======== Extracted text

Blockchain is a smart way to restrict access to and protect patient health data as the technology can be used to prevent unauthorized individuals from accessing the information.
With the blockchain technology, it is possible to streamline clinical trial patient recruitment which currently is an expensive and time-consuming process. This can be achieved by identifying patients who may be eligible for clinical trials by using the demographic, diagnostic, and therapeutic history contained in blockchain data.
By eliminating the series of validations and intermediaries involved in traditional transactions, blockchain helps to simplify the complex medical billing process. With blockchain, organizing claims processing and billing is easy because the blockchain technology created records that are constant, secure, and trackable. This not only saves time and money, but it also minimizes the risk of billing fraud. Additionally, you can use the blockchain technology to connect multiple claim types.
Provided an individual patient can be identified in multiple datasets, blockchain could be used to link medical record and healthcare claims data with the person’s biometric data obtained from various sources.
As technology advances, healthcare data security is becoming more and more vulnerable. In fact,1 in 4 data breaches occur in the healthcare industry. Additionally, healthcare breaches are estimated to have affected 1 in 13 patients between 2015 and 2019. The good news is that blockchain is promising to provide healthcare with a solution to cybersecurity. An example of this is the blockchain solution for securing electronic health records (EHRs).

================
======== Data supplied

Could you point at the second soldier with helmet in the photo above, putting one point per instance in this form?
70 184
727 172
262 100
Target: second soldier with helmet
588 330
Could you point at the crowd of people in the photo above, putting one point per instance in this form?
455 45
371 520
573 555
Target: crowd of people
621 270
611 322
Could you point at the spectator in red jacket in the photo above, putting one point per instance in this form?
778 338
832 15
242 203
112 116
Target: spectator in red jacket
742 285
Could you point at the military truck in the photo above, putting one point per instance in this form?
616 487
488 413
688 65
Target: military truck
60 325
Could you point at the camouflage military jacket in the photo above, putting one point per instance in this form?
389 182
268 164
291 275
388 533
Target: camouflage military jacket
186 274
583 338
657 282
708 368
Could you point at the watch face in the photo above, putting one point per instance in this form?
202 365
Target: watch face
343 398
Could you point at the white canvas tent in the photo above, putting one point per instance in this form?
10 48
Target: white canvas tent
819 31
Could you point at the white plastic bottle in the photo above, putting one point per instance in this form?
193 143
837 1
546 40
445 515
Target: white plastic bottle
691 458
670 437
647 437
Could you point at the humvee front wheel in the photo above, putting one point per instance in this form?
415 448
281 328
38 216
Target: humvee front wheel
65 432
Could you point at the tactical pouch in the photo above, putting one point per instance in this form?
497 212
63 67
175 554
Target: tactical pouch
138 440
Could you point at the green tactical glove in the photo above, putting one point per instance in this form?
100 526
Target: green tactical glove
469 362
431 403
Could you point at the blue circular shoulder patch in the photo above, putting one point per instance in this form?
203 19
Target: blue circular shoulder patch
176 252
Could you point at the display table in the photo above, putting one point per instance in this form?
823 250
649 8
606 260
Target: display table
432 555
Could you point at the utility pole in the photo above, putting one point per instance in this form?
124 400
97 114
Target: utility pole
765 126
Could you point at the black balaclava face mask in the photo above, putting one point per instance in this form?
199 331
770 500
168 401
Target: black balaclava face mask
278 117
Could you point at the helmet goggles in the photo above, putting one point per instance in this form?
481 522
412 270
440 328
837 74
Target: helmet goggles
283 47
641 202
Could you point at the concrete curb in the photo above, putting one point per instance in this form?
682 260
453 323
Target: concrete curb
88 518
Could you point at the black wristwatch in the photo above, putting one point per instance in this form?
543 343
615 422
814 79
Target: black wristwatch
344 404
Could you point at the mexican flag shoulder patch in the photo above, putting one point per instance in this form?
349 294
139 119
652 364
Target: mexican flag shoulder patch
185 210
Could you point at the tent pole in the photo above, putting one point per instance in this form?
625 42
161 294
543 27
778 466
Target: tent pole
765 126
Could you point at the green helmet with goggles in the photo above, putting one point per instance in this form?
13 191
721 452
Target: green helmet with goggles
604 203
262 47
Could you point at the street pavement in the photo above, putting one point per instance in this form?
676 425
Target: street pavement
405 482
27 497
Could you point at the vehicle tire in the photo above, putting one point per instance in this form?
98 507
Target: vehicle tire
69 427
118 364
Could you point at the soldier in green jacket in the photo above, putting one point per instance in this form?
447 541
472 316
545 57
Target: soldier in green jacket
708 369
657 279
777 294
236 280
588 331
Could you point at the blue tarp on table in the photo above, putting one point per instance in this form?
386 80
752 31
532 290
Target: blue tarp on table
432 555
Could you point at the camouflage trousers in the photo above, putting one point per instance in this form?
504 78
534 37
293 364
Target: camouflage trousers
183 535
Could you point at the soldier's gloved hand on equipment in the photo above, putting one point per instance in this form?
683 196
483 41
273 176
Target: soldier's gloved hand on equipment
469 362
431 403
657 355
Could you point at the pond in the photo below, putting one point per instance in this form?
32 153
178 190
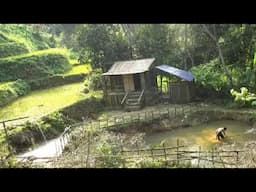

================

### What this exercise asks
- A) Copy the text on blockchain in healthcare between "With the blockchain" and "in blockchain data.", inclusive.
- B) In the text on blockchain in healthcare, what share of patients are healthcare breaches estimated to have affected between 2015 and 2019?

### Answers to the tasks
- A)
With the blockchain technology, it is possible to streamline clinical trial patient recruitment which currently is an expensive and time-consuming process. This can be achieved by identifying patients who may be eligible for clinical trials by using the demographic, diagnostic, and therapeutic history contained in blockchain data.

- B) 1 in 13 patients.